> Required work
Copy all the entries below exactly, but not the pictures.

━━━ Given data

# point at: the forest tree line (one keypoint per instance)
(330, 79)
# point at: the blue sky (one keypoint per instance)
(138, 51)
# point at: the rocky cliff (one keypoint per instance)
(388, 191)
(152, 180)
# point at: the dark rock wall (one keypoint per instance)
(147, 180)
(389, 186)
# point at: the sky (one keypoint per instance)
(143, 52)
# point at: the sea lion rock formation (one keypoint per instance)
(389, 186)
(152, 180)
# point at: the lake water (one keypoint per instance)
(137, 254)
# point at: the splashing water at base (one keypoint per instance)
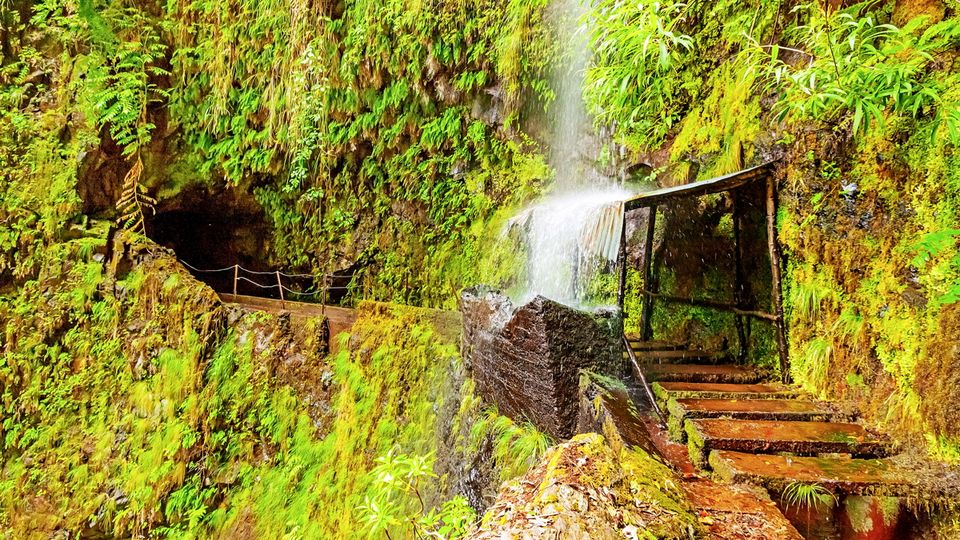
(570, 237)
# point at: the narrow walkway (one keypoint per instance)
(742, 429)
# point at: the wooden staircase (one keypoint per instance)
(741, 428)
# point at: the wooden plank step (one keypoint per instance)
(643, 346)
(844, 475)
(681, 410)
(839, 474)
(732, 511)
(753, 409)
(691, 356)
(666, 390)
(698, 373)
(771, 436)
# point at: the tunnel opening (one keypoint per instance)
(214, 231)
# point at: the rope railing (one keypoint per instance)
(278, 285)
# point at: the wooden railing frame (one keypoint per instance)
(651, 293)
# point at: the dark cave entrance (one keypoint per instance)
(211, 231)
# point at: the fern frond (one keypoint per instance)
(134, 200)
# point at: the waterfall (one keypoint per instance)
(576, 230)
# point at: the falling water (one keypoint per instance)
(569, 116)
(571, 236)
(576, 230)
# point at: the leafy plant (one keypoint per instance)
(807, 495)
(853, 67)
(636, 44)
(397, 477)
(134, 201)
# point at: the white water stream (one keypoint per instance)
(576, 230)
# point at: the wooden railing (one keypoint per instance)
(274, 281)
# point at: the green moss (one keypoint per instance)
(551, 497)
(695, 444)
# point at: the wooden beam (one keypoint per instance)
(646, 331)
(738, 280)
(622, 262)
(696, 189)
(763, 315)
(773, 245)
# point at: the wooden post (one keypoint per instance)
(280, 286)
(575, 279)
(738, 284)
(323, 299)
(646, 331)
(622, 262)
(777, 291)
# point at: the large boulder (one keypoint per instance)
(527, 360)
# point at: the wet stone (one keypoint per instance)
(765, 436)
(527, 360)
(702, 373)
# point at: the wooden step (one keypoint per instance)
(841, 475)
(771, 436)
(680, 390)
(697, 373)
(680, 410)
(753, 409)
(838, 474)
(692, 356)
(730, 511)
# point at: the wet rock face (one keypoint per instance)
(527, 360)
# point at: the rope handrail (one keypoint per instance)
(237, 278)
(252, 272)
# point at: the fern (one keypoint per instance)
(134, 201)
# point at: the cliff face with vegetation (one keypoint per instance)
(858, 103)
(134, 402)
(387, 141)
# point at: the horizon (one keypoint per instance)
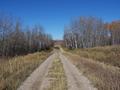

━━━━━━

> Answer to the problem
# point at: the forest tree line (one keypoint per instance)
(330, 79)
# point at: the blue sky (one keypoint per instance)
(138, 51)
# point at: the rocky cliff (one keypoint per instance)
(388, 191)
(152, 180)
# point at: the dark rock wall (one keypoint per instance)
(147, 180)
(389, 186)
# point at: the sky (one keypoint per instance)
(143, 52)
# point at: the sea lion rock formation (one keypoint per instance)
(389, 186)
(152, 180)
# point at: the lake water (one keypoint per instance)
(137, 254)
# point at: the splashing water at base (one keypoint per instance)
(570, 237)
# point at: the narrow walkway (one keypoint per instance)
(742, 429)
# point at: the wooden staircase (one keypoint per instance)
(741, 428)
# point at: the wooden plank step (one keypoint per instance)
(643, 346)
(844, 475)
(681, 410)
(839, 474)
(732, 511)
(753, 409)
(691, 356)
(666, 390)
(698, 373)
(771, 436)
# point at: the tunnel opening (one keypoint per instance)
(214, 231)
# point at: the rope railing (one keypoint per instance)
(278, 285)
# point at: the wooden railing frame (one keypoint per instance)
(651, 293)
# point at: the dark cave entrance (one keypoint per instance)
(211, 231)
# point at: the fern frond (one keypoint per instance)
(134, 200)
# point at: the waterfall (one keypoint per instance)
(576, 230)
# point at: the falling water (one keypoint per instance)
(569, 116)
(571, 236)
(576, 230)
# point at: the leafy plant (one keypoint per instance)
(807, 495)
(853, 67)
(636, 44)
(397, 477)
(134, 201)
# point at: the white water stream (one keypoint per instance)
(576, 230)
# point at: the wooden railing (one keypoint per instance)
(274, 281)
# point at: the green moss (one keypoint per instance)
(551, 497)
(695, 444)
# point at: the wooden beam (one keypoint per instance)
(646, 331)
(738, 280)
(622, 262)
(696, 189)
(763, 315)
(773, 245)
# point at: the wooden post (one keypoint per instance)
(280, 286)
(575, 279)
(738, 284)
(323, 299)
(646, 331)
(622, 262)
(777, 291)
# point at: the large boulder (one keypoint per instance)
(527, 360)
# point at: the wet stone (one keypoint per instance)
(765, 436)
(527, 360)
(702, 373)
# point at: the wooden step (one keypoint per instance)
(841, 475)
(771, 436)
(680, 390)
(697, 373)
(680, 410)
(753, 409)
(838, 474)
(692, 356)
(730, 511)
# point at: the wet rock face (one keypoint per instance)
(527, 360)
# point at: the rope handrail (one keypoint per instance)
(237, 278)
(252, 272)
# point at: the fern (one keypoint per instance)
(134, 201)
# point at: the cliff face with vegetation (one keypoint per instance)
(858, 103)
(134, 402)
(387, 141)
# point at: the horizon (one keypoint per instance)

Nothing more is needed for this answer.